[Region annotation entries]
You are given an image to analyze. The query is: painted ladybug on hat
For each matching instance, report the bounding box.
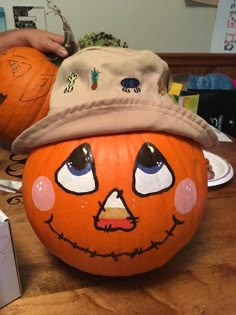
[13,48,217,276]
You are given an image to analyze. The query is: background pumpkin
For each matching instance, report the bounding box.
[23,133,207,276]
[0,47,58,142]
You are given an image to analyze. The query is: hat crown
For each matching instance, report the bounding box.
[50,47,169,111]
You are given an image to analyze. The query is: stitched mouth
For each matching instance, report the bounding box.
[44,214,184,262]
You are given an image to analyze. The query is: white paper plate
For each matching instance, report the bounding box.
[203,150,234,187]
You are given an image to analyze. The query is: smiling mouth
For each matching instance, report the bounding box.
[44,214,184,262]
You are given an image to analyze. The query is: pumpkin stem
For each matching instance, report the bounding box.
[47,0,75,56]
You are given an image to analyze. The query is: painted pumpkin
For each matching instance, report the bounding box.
[0,47,58,142]
[23,133,207,276]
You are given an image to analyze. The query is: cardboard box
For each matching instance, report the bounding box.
[0,210,21,308]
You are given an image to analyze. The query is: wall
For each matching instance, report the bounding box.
[0,0,216,53]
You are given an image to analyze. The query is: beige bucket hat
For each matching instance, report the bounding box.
[12,47,218,153]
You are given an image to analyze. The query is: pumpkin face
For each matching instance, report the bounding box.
[0,47,58,142]
[23,133,207,276]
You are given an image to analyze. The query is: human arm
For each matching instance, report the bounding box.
[0,29,68,58]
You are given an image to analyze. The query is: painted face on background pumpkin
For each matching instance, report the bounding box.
[0,47,58,142]
[23,133,207,276]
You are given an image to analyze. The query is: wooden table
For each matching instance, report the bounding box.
[0,142,236,315]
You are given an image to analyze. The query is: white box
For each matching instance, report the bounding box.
[0,210,21,308]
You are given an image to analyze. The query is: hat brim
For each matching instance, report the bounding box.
[12,98,218,153]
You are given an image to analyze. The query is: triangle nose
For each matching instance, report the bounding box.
[95,189,137,231]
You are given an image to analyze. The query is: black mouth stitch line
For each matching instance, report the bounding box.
[44,214,184,262]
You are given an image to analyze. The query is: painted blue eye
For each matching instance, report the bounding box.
[137,161,164,174]
[55,143,98,195]
[133,142,175,197]
[66,162,92,176]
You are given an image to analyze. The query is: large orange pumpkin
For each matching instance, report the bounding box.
[0,47,58,142]
[23,133,207,276]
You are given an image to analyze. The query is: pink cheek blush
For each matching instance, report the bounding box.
[32,176,55,211]
[175,178,197,214]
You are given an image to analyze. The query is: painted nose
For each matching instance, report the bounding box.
[94,189,138,232]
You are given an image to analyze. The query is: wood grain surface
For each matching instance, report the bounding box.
[0,141,236,315]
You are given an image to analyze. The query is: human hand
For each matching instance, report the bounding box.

→ What to produce: Substitute "provide" for "report" wherever it occurs in the lines above, and reproduce all of the lines with every other word unchanged. Omit the pictures from your answer.

→ Solution below:
You are given an image to analyze. The query is: painted ladybug on hat
For each matching instance, provide the bounding box.
[13,48,217,276]
You are given an image to analyze. The query is: background pumpkin
For each matching instance, provide the bounding box.
[23,133,207,276]
[0,47,58,142]
You are given an image to analyze. The query is: hat crown
For each matching instance, provide the bounding box.
[50,47,169,111]
You are given an image to analyze. The query is: stitched mouth
For each matching instance, provide the bounding box.
[44,214,184,262]
You are given an image to analyze. The query is: white paper plate
For each matching instance, provide the bounding box.
[203,150,234,187]
You are given an image to analyze. The query is: smiling mouth
For each matching instance, provide the bounding box.
[44,214,184,262]
You are given an image to analyze. The query is: pumpkin stem
For each matching instance, provide the bounding box.
[47,0,75,56]
You are given an image to analyze. The query is: painted pumpkin
For each matching instance, provide the bounding box.
[0,47,58,142]
[23,133,207,276]
You are given an image to analyze. The query is: cardboard box
For each matching instance, provide the bounding box.
[0,210,21,308]
You are given an image to analyze. The query is: wall
For each matching instance, provide the bounding box.
[0,0,216,53]
You are given an image to analyze. The query is: beige bucket hat
For each matching instance, provide the bounding box.
[12,47,218,153]
You are given an image to analyze. The query is: pumpkin face
For each matching instance, provide the bounding box.
[0,47,58,142]
[23,133,207,276]
You are given an image to analyze. The query is: human arm
For each matching instance, provide the bounding box.
[0,29,68,58]
You are given an image to analyze. The query is: painted face on background pumpkin
For each matching instance, provide the bounding box.
[0,47,58,142]
[23,133,207,276]
You are given an image to analyze. The query is: wooden table
For each matching instance, provide the bounding box.
[0,142,236,315]
You are given an image to analyze. The query is: white box
For each matching instance, provide the bounding box.
[0,210,21,308]
You are given an image to analyze. The query is: hat brim
For each matching instance, provide the bounding box.
[12,98,218,153]
You are given an image to analyze. The query is: triangle nose
For each matching instance, provide the bounding box.
[95,189,137,231]
You are given an image to analyze. The query is: black mouth stitch line
For each matching instance, provide the bounding box.
[44,214,184,262]
You are given an image to analyze. The query is: painted blue eye
For each matching instance, provide the bounding box.
[137,161,164,174]
[55,143,98,195]
[133,142,175,197]
[66,162,92,176]
You are given an image to analyze. The query is: large orange pumpkin
For each matching instance, provide the bounding box.
[0,47,58,142]
[23,133,207,276]
You are given an image to analyze. The query is: pink cheek blush
For each matching instance, provide the bounding box.
[32,176,55,211]
[175,178,197,214]
You are given an image to analyze. The query is: painted nose
For each matching instance, provide the bounding box.
[94,189,138,232]
You are given an image to analyze. The query is: wood grain surface
For each matching instance, provide the bounding box.
[0,141,236,315]
You are given an image to analyze. The query is: human hand
For each matching instance, provide the bounding box.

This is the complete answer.